Point-per-instance localization data
++++++++

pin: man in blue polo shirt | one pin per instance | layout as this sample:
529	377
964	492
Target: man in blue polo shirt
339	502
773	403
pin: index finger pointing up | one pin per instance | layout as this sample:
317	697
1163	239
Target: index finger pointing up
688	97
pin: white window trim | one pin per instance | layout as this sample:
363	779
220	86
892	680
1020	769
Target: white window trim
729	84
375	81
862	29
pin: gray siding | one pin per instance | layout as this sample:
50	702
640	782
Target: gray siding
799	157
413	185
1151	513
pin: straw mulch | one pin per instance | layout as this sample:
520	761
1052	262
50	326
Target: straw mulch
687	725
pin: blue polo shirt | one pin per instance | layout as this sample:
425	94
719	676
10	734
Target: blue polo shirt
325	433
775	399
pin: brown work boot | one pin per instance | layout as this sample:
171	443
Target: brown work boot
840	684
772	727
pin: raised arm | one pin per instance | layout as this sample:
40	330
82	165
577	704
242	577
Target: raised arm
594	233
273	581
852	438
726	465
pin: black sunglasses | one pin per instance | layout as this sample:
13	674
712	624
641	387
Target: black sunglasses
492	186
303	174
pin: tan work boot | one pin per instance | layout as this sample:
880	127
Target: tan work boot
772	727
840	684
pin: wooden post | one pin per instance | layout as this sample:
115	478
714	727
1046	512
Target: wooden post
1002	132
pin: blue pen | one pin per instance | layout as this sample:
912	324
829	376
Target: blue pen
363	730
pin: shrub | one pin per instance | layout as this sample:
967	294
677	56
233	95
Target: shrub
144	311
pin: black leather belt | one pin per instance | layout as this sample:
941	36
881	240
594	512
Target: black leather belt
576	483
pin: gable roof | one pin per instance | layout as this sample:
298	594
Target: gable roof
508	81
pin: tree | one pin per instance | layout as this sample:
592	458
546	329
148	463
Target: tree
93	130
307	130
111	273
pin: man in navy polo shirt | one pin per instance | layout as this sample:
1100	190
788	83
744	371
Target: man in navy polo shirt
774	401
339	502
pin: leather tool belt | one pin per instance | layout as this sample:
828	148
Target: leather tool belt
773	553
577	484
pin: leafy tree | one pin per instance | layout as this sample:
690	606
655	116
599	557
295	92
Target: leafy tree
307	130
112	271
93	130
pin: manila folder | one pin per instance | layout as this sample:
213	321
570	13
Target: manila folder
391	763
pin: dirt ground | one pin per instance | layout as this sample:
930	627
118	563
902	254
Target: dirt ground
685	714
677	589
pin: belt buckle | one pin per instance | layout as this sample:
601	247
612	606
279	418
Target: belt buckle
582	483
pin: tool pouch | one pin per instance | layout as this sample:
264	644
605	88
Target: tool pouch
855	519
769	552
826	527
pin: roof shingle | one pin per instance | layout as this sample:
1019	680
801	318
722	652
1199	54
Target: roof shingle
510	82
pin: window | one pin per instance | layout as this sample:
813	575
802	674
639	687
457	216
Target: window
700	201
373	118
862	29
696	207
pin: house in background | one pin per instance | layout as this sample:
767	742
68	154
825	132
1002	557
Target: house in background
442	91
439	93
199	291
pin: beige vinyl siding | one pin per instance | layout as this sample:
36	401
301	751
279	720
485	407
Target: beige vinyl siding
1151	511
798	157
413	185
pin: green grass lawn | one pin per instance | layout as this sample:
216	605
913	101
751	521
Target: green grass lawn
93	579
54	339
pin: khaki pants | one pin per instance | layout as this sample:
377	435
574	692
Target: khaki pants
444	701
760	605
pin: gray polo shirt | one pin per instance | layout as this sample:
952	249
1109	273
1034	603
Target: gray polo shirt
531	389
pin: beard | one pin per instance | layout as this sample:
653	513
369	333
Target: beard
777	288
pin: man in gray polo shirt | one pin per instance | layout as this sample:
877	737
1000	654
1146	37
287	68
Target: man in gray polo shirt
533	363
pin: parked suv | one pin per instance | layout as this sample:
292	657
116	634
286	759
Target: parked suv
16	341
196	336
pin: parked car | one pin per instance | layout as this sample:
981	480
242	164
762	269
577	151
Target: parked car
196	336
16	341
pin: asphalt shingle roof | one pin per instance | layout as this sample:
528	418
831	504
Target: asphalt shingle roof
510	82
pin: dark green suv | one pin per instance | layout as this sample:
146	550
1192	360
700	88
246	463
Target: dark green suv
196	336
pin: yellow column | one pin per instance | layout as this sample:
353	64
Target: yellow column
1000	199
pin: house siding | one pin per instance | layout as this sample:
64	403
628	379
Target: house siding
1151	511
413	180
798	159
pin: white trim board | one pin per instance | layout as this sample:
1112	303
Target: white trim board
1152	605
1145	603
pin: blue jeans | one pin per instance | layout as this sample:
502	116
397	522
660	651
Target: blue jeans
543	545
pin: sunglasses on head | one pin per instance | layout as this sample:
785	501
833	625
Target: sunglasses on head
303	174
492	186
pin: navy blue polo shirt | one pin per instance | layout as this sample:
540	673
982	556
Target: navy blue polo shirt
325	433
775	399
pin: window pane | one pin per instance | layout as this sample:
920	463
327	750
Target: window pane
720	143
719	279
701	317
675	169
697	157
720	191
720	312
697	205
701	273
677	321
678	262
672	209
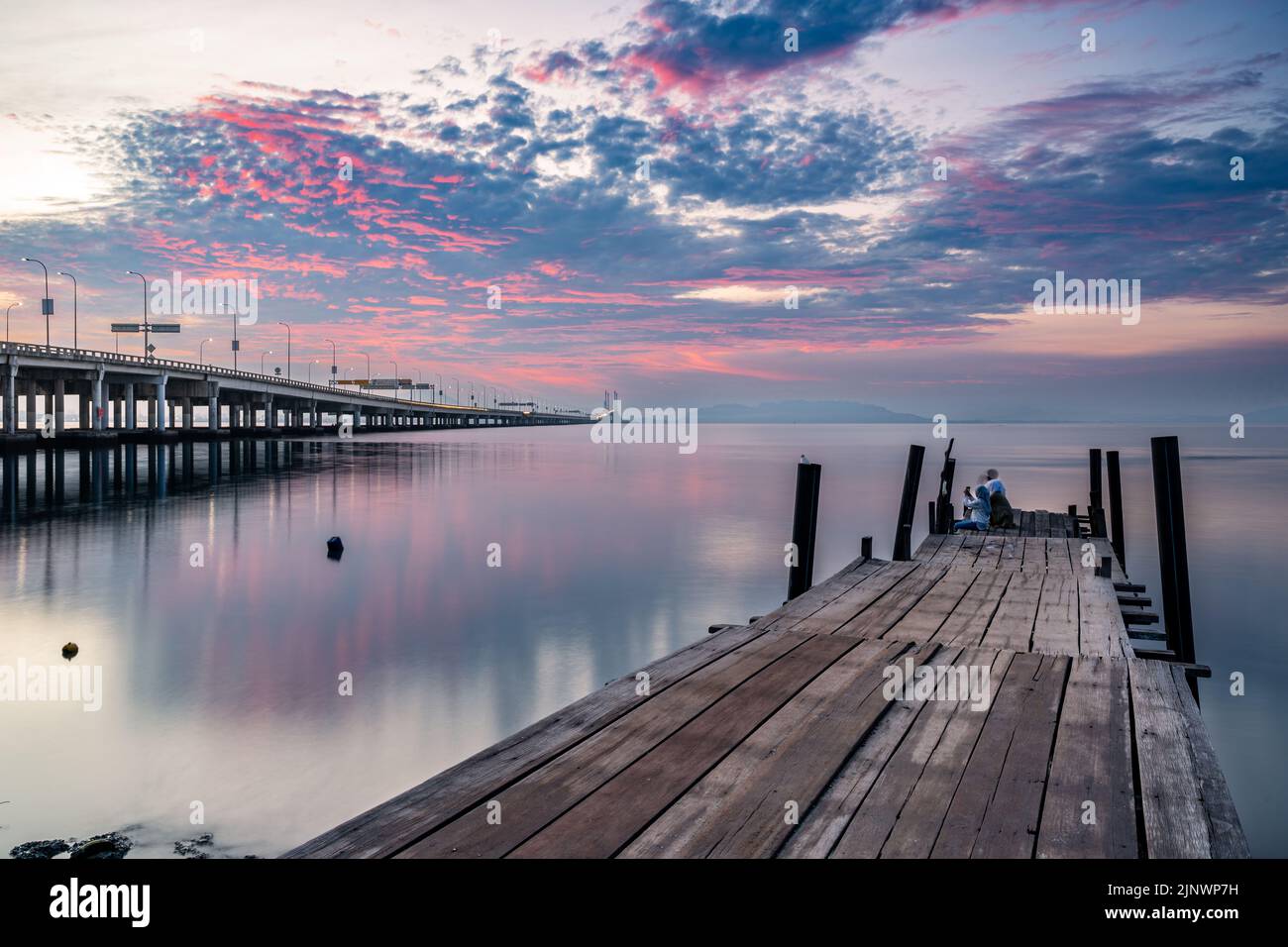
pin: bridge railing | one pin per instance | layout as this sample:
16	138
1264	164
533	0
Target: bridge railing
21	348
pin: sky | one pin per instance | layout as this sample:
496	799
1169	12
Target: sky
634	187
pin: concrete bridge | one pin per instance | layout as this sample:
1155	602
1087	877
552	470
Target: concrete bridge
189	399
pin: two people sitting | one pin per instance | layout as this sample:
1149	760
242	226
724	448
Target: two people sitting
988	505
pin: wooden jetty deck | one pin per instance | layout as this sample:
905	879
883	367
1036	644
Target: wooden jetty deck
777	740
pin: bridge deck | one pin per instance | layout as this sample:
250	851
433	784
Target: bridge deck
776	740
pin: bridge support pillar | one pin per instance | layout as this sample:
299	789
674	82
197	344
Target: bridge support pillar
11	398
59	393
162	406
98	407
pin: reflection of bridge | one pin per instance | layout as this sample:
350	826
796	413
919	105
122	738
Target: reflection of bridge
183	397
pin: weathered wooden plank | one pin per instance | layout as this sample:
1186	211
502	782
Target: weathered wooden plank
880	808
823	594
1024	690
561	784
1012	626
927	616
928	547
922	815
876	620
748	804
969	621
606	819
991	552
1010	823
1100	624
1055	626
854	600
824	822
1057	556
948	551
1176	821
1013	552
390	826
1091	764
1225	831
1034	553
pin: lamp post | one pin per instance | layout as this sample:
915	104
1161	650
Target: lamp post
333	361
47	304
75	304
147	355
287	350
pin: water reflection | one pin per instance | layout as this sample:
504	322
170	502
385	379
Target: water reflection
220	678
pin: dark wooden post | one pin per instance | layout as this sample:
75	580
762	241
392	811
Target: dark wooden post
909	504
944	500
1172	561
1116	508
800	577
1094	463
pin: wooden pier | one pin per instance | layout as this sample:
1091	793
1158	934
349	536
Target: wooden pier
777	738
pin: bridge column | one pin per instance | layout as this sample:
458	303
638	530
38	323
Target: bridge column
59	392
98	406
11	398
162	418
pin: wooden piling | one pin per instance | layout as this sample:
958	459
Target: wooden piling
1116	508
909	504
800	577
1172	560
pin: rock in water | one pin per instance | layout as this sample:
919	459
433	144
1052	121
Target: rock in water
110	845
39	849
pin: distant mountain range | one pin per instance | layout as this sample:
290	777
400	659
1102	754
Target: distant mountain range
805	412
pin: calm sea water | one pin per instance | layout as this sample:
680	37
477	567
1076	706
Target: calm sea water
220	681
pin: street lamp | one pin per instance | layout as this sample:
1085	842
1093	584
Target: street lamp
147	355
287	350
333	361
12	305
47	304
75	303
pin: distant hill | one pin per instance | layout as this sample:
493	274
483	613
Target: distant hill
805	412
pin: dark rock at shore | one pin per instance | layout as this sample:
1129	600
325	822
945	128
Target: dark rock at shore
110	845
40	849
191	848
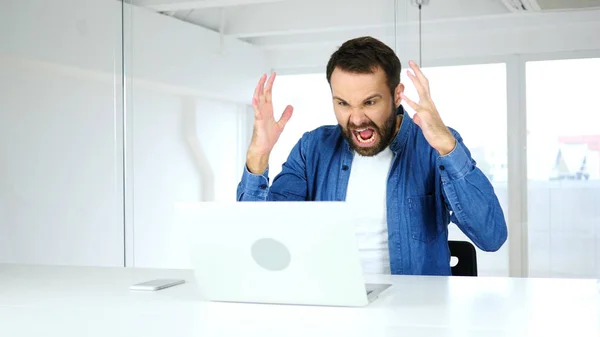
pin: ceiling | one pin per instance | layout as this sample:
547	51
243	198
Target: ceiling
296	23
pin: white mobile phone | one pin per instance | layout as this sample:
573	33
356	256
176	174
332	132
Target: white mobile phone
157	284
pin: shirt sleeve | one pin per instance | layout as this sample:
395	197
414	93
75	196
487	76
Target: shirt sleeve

++++++++

Search the records for the word "sleeve" and return every line that holds it.

__WRITTEN ANSWER__
pin: shirt sleeve | one pin per instance | layout as this sample:
Target: shirt sleeve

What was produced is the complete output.